Stored dataset items:
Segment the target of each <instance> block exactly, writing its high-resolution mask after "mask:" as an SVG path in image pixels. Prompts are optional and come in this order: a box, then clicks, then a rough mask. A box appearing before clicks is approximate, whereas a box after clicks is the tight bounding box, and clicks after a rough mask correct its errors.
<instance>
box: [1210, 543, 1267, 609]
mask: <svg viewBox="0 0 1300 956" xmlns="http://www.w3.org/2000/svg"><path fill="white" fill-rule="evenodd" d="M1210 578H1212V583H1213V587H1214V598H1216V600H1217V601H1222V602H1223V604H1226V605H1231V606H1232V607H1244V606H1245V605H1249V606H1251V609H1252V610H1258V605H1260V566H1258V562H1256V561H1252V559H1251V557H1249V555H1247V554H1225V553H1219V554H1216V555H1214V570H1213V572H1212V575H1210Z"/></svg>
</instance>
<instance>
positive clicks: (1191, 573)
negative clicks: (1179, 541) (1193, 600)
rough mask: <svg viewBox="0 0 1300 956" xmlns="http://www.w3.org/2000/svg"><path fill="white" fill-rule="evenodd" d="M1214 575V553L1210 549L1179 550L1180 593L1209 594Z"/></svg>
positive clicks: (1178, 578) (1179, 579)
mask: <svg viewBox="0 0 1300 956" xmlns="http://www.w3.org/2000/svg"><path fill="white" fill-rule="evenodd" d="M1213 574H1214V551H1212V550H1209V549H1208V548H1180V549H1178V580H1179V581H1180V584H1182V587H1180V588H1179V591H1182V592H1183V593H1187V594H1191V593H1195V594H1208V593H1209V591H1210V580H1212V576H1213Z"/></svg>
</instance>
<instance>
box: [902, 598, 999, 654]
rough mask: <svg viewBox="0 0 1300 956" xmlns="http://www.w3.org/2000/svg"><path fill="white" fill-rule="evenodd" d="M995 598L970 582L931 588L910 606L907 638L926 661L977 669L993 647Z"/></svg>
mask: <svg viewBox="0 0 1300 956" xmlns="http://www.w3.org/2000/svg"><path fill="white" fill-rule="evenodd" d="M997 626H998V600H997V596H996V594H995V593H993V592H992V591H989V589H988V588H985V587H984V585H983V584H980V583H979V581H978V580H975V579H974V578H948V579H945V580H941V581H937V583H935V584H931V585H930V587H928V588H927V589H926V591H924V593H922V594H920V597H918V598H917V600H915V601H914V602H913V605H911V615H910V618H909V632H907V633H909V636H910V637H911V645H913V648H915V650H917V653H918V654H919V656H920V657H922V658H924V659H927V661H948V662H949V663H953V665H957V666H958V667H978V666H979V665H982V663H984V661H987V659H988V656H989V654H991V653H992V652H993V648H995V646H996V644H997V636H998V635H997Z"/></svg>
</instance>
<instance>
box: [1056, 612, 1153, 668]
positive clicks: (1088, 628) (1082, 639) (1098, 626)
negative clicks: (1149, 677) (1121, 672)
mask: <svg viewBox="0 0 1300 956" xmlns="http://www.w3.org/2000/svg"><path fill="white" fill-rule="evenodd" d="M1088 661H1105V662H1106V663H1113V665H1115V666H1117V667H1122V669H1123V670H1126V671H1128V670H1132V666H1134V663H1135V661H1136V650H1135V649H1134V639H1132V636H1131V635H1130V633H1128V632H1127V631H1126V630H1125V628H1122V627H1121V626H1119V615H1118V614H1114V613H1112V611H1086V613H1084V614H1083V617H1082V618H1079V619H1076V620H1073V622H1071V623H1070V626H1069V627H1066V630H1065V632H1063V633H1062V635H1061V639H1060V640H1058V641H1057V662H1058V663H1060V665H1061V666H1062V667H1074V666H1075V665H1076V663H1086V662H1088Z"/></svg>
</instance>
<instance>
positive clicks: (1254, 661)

**WORK TO COMPLETE:** Produce the entries above once more, identical in every detail.

**EXERCISE RESULT:**
Segment the target of each <instance> block exactly, writing its high-resolution mask after "mask:" as an SVG path in image pixels. Prompts are optional and come in this order: a box, then clicks, then a rough mask. A box appearing before clicks is approximate, whereas a box after clicks is the tight bounding box, and clicks after a rough mask correct its errors.
<instance>
box: [1210, 543, 1267, 609]
mask: <svg viewBox="0 0 1300 956" xmlns="http://www.w3.org/2000/svg"><path fill="white" fill-rule="evenodd" d="M1210 578H1212V583H1213V587H1214V598H1216V600H1217V601H1222V602H1223V604H1226V605H1231V606H1232V607H1244V606H1245V605H1249V606H1251V609H1252V610H1258V605H1260V566H1258V562H1256V561H1252V559H1251V557H1249V555H1247V554H1225V553H1219V554H1216V555H1214V570H1213V572H1212V575H1210Z"/></svg>
</instance>
<instance>
positive clicks: (1191, 573)
negative clicks: (1179, 541) (1193, 600)
rough mask: <svg viewBox="0 0 1300 956" xmlns="http://www.w3.org/2000/svg"><path fill="white" fill-rule="evenodd" d="M1214 575V553L1210 549L1179 550L1180 593L1209 594Z"/></svg>
positive clicks: (1178, 578) (1179, 579)
mask: <svg viewBox="0 0 1300 956" xmlns="http://www.w3.org/2000/svg"><path fill="white" fill-rule="evenodd" d="M1213 574H1214V551H1212V550H1209V549H1208V548H1180V549H1178V580H1179V581H1180V584H1182V587H1180V588H1179V591H1182V592H1183V593H1187V594H1191V593H1195V594H1208V593H1209V591H1210V580H1212V576H1213Z"/></svg>
</instance>
<instance>
box: [902, 598, 999, 654]
rough mask: <svg viewBox="0 0 1300 956" xmlns="http://www.w3.org/2000/svg"><path fill="white" fill-rule="evenodd" d="M995 598L970 582L931 588L910 606L907 638L926 661L977 669L993 647Z"/></svg>
mask: <svg viewBox="0 0 1300 956" xmlns="http://www.w3.org/2000/svg"><path fill="white" fill-rule="evenodd" d="M997 626H998V600H997V596H996V594H995V593H993V592H992V591H989V589H988V588H985V587H984V585H983V584H980V583H979V581H978V580H975V579H974V578H948V579H945V580H941V581H937V583H935V584H931V585H930V587H928V588H927V589H926V591H924V593H922V594H920V597H918V598H917V600H915V601H914V602H913V605H911V615H910V618H909V632H907V633H909V636H910V637H911V645H913V648H915V650H917V653H918V654H919V656H920V657H922V658H924V659H927V661H948V662H949V663H953V665H957V666H958V667H978V666H979V665H982V663H984V661H987V659H988V656H989V654H991V653H992V652H993V648H995V646H996V644H997V636H998V635H997Z"/></svg>
</instance>
<instance>
box: [1056, 612, 1153, 668]
positive clicks: (1088, 628) (1082, 639) (1098, 626)
negative clicks: (1149, 677) (1121, 672)
mask: <svg viewBox="0 0 1300 956" xmlns="http://www.w3.org/2000/svg"><path fill="white" fill-rule="evenodd" d="M1088 661H1105V662H1106V663H1113V665H1115V666H1117V667H1122V669H1123V670H1126V671H1128V670H1132V666H1134V663H1135V661H1136V650H1135V649H1134V639H1132V636H1131V635H1130V633H1128V632H1127V631H1126V630H1125V628H1122V627H1121V626H1119V615H1118V614H1114V613H1112V611H1086V613H1084V614H1083V617H1082V618H1079V619H1076V620H1073V622H1071V623H1070V626H1069V627H1066V630H1065V632H1063V633H1062V635H1061V639H1060V640H1058V641H1057V662H1058V663H1060V665H1061V666H1062V667H1074V666H1075V665H1076V663H1086V662H1088Z"/></svg>
</instance>
<instance>
positive clicks: (1254, 661)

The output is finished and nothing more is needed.